**JOBS**
[1] In the Sagemaker setup page, which region name is passed to the Secrets Manager client?
[2] From the Sagemaker setup page, transcribe the passage that begins at the words "return get_secret_value_response" and stops after the words "keys = credentials.get_keys()".
[3] For each statement, say whether it agrees with the Sagemaker setup page, and support your yes or no with the deciding words from the page.
(a) The limit on the size of returned records is set to 1000000.
(b) In the connect method, the schema parameter defaults to 'PUBLIC'.
(c) The pip install command for the Snowflake connector uses the --user option.

* start PASSAGE TO READ *

# Sagemaker notebook Git, Snowflake and S3 set up

## Git

## S3

## Snowflake

In [None]:
## Run the following pip install commands and restart the notebook kernel 

# !pip install snowflake --user
# !pip install snowflake-connector-python --user

In [None]:
###### import pandas as pd
import json
import snowflake.connector
from abc import ABCMeta, abstractmethod
import boto3

## Limit Size of Returned Records
MAX_QUERY_RETURN_SIZE = 1000000

class Credentials(metaclass=ABCMeta):
    pass
    
    
class SSMPSCredentials(Credentials):
    def __init__(self, secretid: str):
        self._secretid = secretid
        self._secrets = {}
        
    def get_keys(self):
        """
        credential fetching 
        """
        _aws_sm_args = {'service_name': 'secretsmanager', 'region_name': 'us-east-1'}
        secrets_client = boto3.client(**_aws_sm_args)
        get_secret_value_response = secrets_client.get_secret_value(SecretId=self._secretid)
        return get_secret_value_response
    
    
class BaseConnector(metaclass=ABCMeta):
    @abstractmethod
    def connect(self):
        raise NotImplementedError
        

class SnowflakeConnector(BaseConnector):
    def __init__(self, credentials: Credentials):
        keys = credentials.get_keys()
        self._secrets = json.loads(keys.get('SecretString', "{}"))

    def connect(self, dbname: str, schema: str = 'DEFAULT'):
        ctx = snowflake.connector.connect(
            user=self._secrets['login_name'],
            password=self._secrets['login_password'],
            account=self._secrets['account'],
            warehouse=self._secrets['warehouse'],
            database=dbname,
            schema=schema
        )

* end PASSAGE TO READ *
* start COLLECTED DATA *

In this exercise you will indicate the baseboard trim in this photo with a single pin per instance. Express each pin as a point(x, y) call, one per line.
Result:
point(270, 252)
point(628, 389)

* end COLLECTED DATA *

**TASK-BY-TASK ANSWERS**
[1] us-east-1

[2]
return get_secret_value_response
    
    
class BaseConnector(metaclass=ABCMeta):
    @abstractmethod
    def connect(self):
        raise NotImplementedError
        

class SnowflakeConnector(BaseConnector):
    def __init__(self, credentials: Credentials):
        keys = credentials.get_keys()

[3]
(a) Yes: "MAX_QUERY_RETURN_SIZE = 1000000"
(b) No: "schema: str = 'DEFAULT'"
(c) Yes: "# !pip install snowflake-connector-python --user"